• **Seçilen bölüm**:
"""

Hicret Eden Kalemim
Bir kâğıt ve titrek bir kalem... Neden titriyorsun ki kalemim? Bugüne kadar kâğıdın önünde eğilmeyen başın nerede? Kendinden emin, o her şeyi bilen ve tartan terazine ne oldu? Seni bu kadar mahzunlaştıran, terazinin kaldıramadığı güllerin ağırlığı mı? Öznesiz kurduğun, sevgiden ve muhabbetten uzak, bencil cümlelerin nerede şimdi? Tükenmez zannettiğimiz kalemler, bitmez dediğimiz sevgiler çoktan göçüp gitmedi mi? Gel, sahip olduğumuz her şey tükenmeden, kokusu bugünlere ulaşan gül çağına seyahat edelim. Artık yüzleşme zamanı geldi sevdiğimizi zannettiklerimizle…
Yer Mekke... Yer Medine... Haneleri, hanedanları güle boyanan beldeler. Hissediyorsun değil mi kalemim bu eşsiz kokuyu? Hayatımız boyunca görmüş müydük böylesine mütebessim, böylesine pak sîmâları? Üzerimizdeki bu pamuk elbise, sâde bir sevginin kaftanı olmalı. Nasıl unuturum? Bu kıyafetleri ne gurur, ne kibir giymişti. Ayaklarım yanıyor kalemim! Aşktan kızgın, kirden arınmış bu çöl kumlarında. Kopmuş takvimlere inat yürüyorum sonsuzluğa. Ben hiç yalınayak toprağa basmamıştım ki...

"""

• **Görev listesi**:
• A. Aşağıdaki satırlardan "Mark the black" ifadesini içeren satırla "point(277, 82)" ifadesini içeren satır arasındakileri, ikisi de dahil olmak üzere, boş satırları atlayarak numaralı bir listeye dönüştür.
• B. Yukarıdaki, kalemle birlikte gül çağına yapılan yolculuğu anlatan metni son cümlesinden sonra devam ettir.

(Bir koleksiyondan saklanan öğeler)
"""

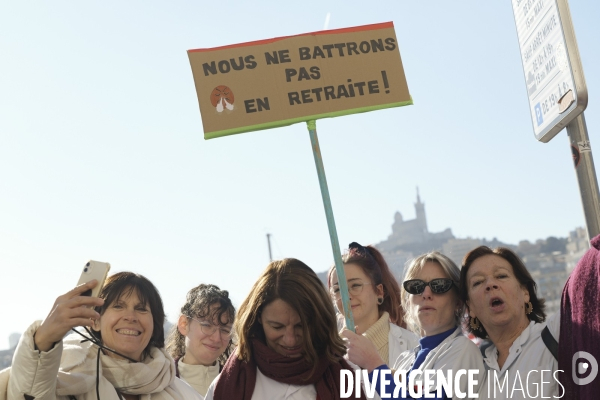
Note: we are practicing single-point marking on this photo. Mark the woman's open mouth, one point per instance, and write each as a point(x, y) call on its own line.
point(497, 304)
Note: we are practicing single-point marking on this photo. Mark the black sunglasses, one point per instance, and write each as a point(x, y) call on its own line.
point(437, 286)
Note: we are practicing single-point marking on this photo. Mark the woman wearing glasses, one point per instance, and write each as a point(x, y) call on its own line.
point(201, 341)
point(375, 301)
point(289, 347)
point(432, 306)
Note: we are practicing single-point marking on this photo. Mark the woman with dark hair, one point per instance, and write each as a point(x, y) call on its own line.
point(202, 340)
point(503, 307)
point(375, 301)
point(288, 344)
point(123, 358)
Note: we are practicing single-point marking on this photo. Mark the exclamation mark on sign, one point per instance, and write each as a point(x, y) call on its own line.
point(385, 82)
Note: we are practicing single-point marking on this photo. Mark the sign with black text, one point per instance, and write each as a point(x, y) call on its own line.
point(277, 82)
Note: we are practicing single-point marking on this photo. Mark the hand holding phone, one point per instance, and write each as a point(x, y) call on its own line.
point(94, 270)
point(74, 308)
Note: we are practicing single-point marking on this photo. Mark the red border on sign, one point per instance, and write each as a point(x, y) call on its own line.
point(371, 27)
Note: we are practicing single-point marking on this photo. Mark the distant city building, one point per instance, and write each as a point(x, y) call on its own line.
point(548, 260)
point(13, 340)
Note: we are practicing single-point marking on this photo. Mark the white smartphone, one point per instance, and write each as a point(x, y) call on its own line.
point(94, 270)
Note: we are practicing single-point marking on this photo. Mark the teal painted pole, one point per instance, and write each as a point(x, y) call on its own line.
point(335, 244)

"""

• **Görev sonuçları**:
• A.
1. Note: we are practicing single-point marking on this photo. Mark the black sunglasses, one point per instance, and write each as a point(x, y) call on its own line.
2. point(437, 286)
3. Note: we are practicing single-point marking on this photo. Mark the woman wearing glasses, one point per instance, and write each as a point(x, y) call on its own line.
4. point(201, 341)
5. point(375, 301)
6. point(289, 347)
7. point(432, 306)
8. Note: we are practicing single-point marking on this photo. Mark the woman with dark hair, one point per instance, and write each as a point(x, y) call on its own line.
9. point(202, 340)
10. point(503, 307)
11. point(375, 301)
12. point(288, 344)
13. point(123, 358)
14. Note: we are practicing single-point marking on this photo. Mark the exclamation mark on sign, one point per instance, and write each as a point(x, y) call on its own line.
15. point(385, 82)
16. Note: we are practicing single-point marking on this photo. Mark the sign with black text, one point per instance, and write each as a point(x, y) call on its own line.
17. point(277, 82)

• B.
Burası felekleri tutuşturan aşkın merkezi, burası rahmet vadisinden âb-ı hayat dökülen belde. Ey güneşi bağrında taşıyan şehir! Ey kıskançlık ve muhabbetin birbirine küs olduğu şehir! Gül’e hasret olan beni ve mahcup kalemimi misafir eder misin bağrında? Biz ki günaşırı sevmeler şehrinden, her zerresini sevginin inşa ettiği muhabbet şehrine hicret etmek isteyen âşıklarız.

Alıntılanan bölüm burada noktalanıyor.